_TASK DIRECTIONS:_ Arrange the lines of the entries below as a JSON list of strings, one string per line, skipping blank lines and leaving out the pictures.

_GIVEN RECORDS:_
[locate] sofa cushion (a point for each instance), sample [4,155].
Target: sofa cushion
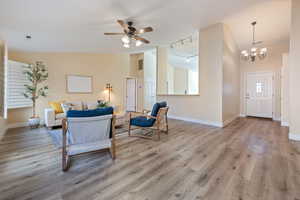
[56,106]
[156,108]
[91,105]
[142,121]
[60,116]
[90,113]
[66,107]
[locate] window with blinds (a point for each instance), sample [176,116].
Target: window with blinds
[15,86]
[2,78]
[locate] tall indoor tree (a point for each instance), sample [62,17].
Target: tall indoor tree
[36,75]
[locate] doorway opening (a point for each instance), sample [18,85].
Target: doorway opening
[259,94]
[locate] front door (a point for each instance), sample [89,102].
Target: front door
[131,94]
[259,95]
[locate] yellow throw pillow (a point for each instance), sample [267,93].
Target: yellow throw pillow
[56,106]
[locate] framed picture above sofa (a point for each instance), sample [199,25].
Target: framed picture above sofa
[79,84]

_THE COMPLETED TASK:_
[
  "[locate] sofa cushion (a point for each instance), sample [4,155].",
  "Target: sofa cushion",
  "[56,106]",
  "[156,108]",
  "[91,105]",
  "[142,121]",
  "[60,116]",
  "[90,113]",
  "[66,107]",
  "[locate] window with blinds (a point for each instance), sample [176,116].",
  "Target: window with blinds",
  "[15,86]",
  "[2,78]",
  "[locate] tall indoor tree (a point for each instance), sample [62,17].",
  "Target: tall indoor tree",
  "[36,75]",
  "[locate] doorway opening (a point for each instance), sample [18,85].",
  "Target: doorway opening",
  "[259,94]",
  "[locate] front door (a point for each instance), sample [89,102].",
  "Target: front door",
  "[131,94]",
  "[259,95]",
  "[locate] yellow throw pillow (a point for each instance), sample [267,93].",
  "Target: yellow throw pillow",
  "[56,106]",
  "[locate] framed picture above sofa (a point for each instance), sample [199,25].",
  "Target: framed picture above sofa",
  "[79,84]"
]